Scattered on the kitchen floor were broken copper bracelets and a ring, decorated with snakes (‘lucky charms’ for good health).

A piece of Whitby jet jewellery, part of a greenstone cosmetic mixing pallet, a bunch of keys, a bronze child’s bracelet, a gaming counter and bone pins have been also been excavated.

A hoard of 153 mid-fourth century copper coins, dumped on a floor, has been donated to Maidstone Museum.


ROMAN 'BLACK MAGIC' HOT SPOT

A curse tablet or binding spell (defixio in Latin) is a type of curse found throughout the Graeco-Roman world, in which someone would ask the gods to do harm to others.

They have been throughout Europe with more than 200 found in Britain alone - particularly around the South West, which has been one of the major centres for finds of the curses.

The largest collection of such tablets - around 130 - was found in the thermal spring in Bath - known to the Romans as Aquae Sulis - and are on display in the Roman Baths Museum.

The second-largest collection of around 80 is from the Roman temple to Mercury at Uley, with some of those displayed in the British Museum.

The texts were typically scratched on very thin sheets of lead in tiny letters, before being rolled or folded and pierced with nails.

The bound tablets were then usually placed beneath the ground in graves, tombs or underground sanctuaries, or otherwise thrown into wells or pools, or nailed to the walls of temples.

Not all tablets were intended to bring harm to those named. Some were used for love spells, which would be placed in the home of the intended recipient.

▸ **SUPPLIED DATA**

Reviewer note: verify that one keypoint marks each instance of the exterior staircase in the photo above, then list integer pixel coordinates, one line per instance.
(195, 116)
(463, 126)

▸ **WRITTEN INSTRUCTION 1**
Duplicate the part of the passage on Roman finds that opens with the words containing "A curse tablet" and closes with "the British Museum.".
▸ **WRITTEN INSTRUCTION 2**
According to the passage on Roman finds, where was the largest collection of curse tablets found?
▸ **WRITTEN INSTRUCTION 3**
Render this sentence from the passage on Roman finds into Spanish: "The texts were typically scratched on very thin sheets of lead in tiny letters, before being rolled or folded and pierced with nails."

▸ **FULL ANSWER 1**
A curse tablet or binding spell (defixio in Latin) is a type of curse found throughout the Graeco-Roman world, in which someone would ask the gods to do harm to others.

They have been throughout Europe with more than 200 found in Britain alone - particularly around the South West, which has been one of the major centres for finds of the curses.

The largest collection of such tablets - around 130 - was found in the thermal spring in Bath - known to the Romans as Aquae Sulis - and are on display in the Roman Baths Museum.

The second-largest collection of around 80 is from the Roman temple to Mercury at Uley, with some of those displayed in the British Museum.

▸ **FULL ANSWER 2**
In the thermal spring in Bath, known to the Romans as Aquae Sulis.

▸ **FULL ANSWER 3**
Los textos solían grabarse con letras diminutas en láminas de plomo muy finas, antes de enrollarse o doblarse y atravesarse con clavos.